- [Material supplied]
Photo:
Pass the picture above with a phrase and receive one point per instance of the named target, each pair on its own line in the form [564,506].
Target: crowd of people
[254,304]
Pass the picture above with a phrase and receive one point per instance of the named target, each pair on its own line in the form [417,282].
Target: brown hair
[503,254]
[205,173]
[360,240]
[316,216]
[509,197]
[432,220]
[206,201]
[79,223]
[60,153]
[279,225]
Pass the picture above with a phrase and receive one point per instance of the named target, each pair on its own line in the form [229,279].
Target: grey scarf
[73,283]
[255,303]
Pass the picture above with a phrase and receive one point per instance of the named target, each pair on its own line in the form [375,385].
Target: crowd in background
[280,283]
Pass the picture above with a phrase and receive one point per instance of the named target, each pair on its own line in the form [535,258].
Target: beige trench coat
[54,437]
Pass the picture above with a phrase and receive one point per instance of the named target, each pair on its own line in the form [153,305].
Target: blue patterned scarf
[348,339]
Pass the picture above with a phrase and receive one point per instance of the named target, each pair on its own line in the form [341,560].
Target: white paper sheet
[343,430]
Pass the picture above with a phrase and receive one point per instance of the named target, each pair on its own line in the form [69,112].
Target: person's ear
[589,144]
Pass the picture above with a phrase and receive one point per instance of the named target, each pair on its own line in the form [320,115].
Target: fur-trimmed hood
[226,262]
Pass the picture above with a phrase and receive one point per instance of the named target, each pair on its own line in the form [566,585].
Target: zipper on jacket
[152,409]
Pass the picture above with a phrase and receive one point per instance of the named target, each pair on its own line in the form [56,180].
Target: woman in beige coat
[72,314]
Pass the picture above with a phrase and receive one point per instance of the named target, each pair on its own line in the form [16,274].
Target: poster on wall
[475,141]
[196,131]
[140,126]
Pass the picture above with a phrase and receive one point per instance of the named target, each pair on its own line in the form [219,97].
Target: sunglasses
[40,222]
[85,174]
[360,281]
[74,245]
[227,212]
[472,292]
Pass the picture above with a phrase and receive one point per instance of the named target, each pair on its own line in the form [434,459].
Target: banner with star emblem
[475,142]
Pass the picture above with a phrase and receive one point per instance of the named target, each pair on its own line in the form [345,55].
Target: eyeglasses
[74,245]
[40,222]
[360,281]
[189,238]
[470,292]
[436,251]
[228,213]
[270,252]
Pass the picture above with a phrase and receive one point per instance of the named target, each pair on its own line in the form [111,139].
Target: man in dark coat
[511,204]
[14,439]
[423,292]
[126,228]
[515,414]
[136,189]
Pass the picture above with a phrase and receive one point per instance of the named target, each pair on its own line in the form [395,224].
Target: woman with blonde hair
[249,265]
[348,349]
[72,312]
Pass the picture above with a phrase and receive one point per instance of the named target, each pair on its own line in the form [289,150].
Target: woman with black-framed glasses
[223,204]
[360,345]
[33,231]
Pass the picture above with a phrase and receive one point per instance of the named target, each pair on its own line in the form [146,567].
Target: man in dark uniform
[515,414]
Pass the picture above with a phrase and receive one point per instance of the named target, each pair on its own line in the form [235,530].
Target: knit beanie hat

- [Requirements] Transcribe word for word the lines from the one holding "the form [111,139]." to the last line of the listing above, inclusive.

- [Full response]
Pass the picture above with a phrase and receive one point per instance of the named target, each pair on its own line in the form [111,139].
Target: man in dark coat
[511,204]
[14,439]
[423,292]
[126,228]
[515,414]
[136,189]
Pass the picture above with a phrase and receive one point per instance of the named target, each pair on its own line in the form [395,224].
Target: woman with blonde hair
[249,265]
[348,349]
[72,312]
Pass the picture above with a phrase and receive one point per instance of the named target, each pair on its own line in the form [289,150].
Target: woman with black-framed glasses
[223,204]
[360,345]
[33,231]
Pass the picture above with a phrase and receive one point per instance of the named target, each pair on its own line in the form [146,567].
Target: man in dark uniform
[515,414]
Pass the picture above with a phrase and receive one point per instance of the named target, each pair on its own line in the form [235,530].
Target: knit beanie hat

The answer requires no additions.